──────── EXTRACTED MATERIAL

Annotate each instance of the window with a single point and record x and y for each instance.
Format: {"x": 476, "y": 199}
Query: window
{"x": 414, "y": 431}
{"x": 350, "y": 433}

────────────────

DIRECTIONS – Output the listing above as a JSON array of strings, one string per line, with blank lines omitted.

TASK ANSWER –
[
  "Annotate each instance of the window with a single point and record x and y for each instance.",
  "Format: {\"x\": 476, \"y\": 199}",
  "Query: window",
  "{\"x\": 414, \"y\": 431}",
  "{\"x\": 350, \"y\": 433}"
]